ENTRIES SUPPLIED —

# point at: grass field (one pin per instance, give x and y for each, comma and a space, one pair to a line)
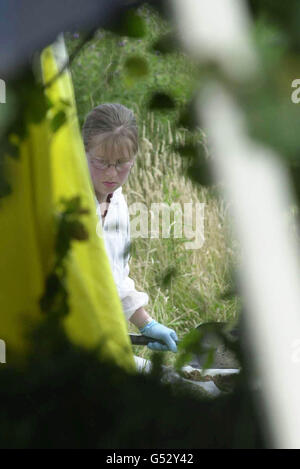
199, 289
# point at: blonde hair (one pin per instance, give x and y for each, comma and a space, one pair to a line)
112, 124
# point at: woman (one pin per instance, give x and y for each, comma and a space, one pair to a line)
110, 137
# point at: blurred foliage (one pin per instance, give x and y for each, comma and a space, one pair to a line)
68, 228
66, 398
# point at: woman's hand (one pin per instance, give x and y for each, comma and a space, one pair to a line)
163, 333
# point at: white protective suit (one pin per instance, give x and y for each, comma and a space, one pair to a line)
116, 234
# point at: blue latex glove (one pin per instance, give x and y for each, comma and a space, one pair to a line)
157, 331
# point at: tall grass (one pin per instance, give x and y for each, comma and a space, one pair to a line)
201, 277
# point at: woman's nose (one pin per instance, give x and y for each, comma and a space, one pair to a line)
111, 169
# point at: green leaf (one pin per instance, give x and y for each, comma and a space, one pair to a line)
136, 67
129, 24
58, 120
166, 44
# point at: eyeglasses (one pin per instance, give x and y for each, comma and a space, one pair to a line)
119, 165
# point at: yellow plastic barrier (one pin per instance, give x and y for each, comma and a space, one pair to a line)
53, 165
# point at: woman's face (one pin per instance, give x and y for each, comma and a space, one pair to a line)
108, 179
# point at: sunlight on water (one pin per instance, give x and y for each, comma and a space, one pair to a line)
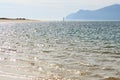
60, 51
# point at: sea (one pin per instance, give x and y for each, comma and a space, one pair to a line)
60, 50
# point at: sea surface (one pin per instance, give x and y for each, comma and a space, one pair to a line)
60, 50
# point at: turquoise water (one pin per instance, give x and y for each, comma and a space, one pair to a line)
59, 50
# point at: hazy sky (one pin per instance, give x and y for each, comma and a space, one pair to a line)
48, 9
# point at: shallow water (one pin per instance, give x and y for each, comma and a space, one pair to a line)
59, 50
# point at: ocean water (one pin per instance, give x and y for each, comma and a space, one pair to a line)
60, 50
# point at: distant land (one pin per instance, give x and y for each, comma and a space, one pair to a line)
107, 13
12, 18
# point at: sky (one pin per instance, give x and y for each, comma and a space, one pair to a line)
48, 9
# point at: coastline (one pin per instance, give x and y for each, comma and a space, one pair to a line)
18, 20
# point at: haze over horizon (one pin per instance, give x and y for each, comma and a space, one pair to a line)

GIVEN PROBLEM — Can you write out all the records above word for word, leaving the pictures out of your answer?

TASK OUTPUT —
# point at: grass field (one pin per instance, give x and y for each, comma and a space, one pair to a line)
199, 289
# point at: blonde hair (one pin per instance, give x and y for each, comma and a space, one pair to a line)
112, 124
# point at: woman (one pin per instance, give x and y for each, comma and a space, one pair to a line)
110, 137
# point at: blurred foliage (one pin per instance, give x and y for each, comma and a space, one pair to a line)
68, 228
66, 398
# point at: woman's hand (one pin per instance, give x and y for each, comma and a space, one pair to a line)
163, 333
# point at: white protective suit (one pin per instance, give x and y for each, comma and a space, one pair to a line)
116, 234
# point at: blue latex glove (one pin per instance, give x and y for each, comma and a space, one pair to a line)
157, 331
# point at: tall grass (one pin per instance, give x and y for each, comma and a space, one pair to a line)
201, 277
# point at: woman's nose (one pin per instance, give x and y for each, comma and a space, one pair to a line)
111, 169
# point at: green leaf (one pin per instance, give x and y for each, comma and a space, one pair to a line)
136, 67
129, 24
58, 120
166, 44
# point at: eyeglasses (one pin per instance, give x and y for each, comma and a space, one pair to a line)
119, 165
# point at: yellow plastic barrier (one pin per instance, give x and y for each, comma and a space, one pair to a line)
53, 165
# point at: woman's face (one pin per instance, give x and y for each, comma and a space, one pair to a line)
108, 179
# point at: sunlight on water (one pin per instance, give x and y for each, comma and a space, one pair to a line)
60, 51
# point at: sea (one pin per instance, give x and y for each, comma and a space, one pair to a line)
60, 50
# point at: sea surface (one pin per instance, give x and y for each, comma and a space, one pair to a line)
60, 50
# point at: turquoise water (one pin per instance, give x and y for each, comma and a space, one pair to a line)
59, 50
# point at: hazy sky (one pin per instance, give x and y for each, comma and a space, one pair to a line)
48, 9
# point at: shallow water (one pin per instance, give x and y for each, comma and a space, one pair to a line)
59, 50
# point at: ocean water (one pin per instance, give x and y for each, comma and a space, one pair to a line)
60, 50
# point at: distant land (one pin per instance, give x and y for each, comma and a space, one pair to a line)
107, 13
12, 18
# point at: sky (one pin per instance, give x and y for each, comma and a space, one pair to a line)
48, 9
# point at: coastline (one pin per instance, give x and y for each, comma and a space, one pair to a line)
18, 20
# point at: haze over horizon (one pin per instance, give x and y for each, comma and a space, one pair to a line)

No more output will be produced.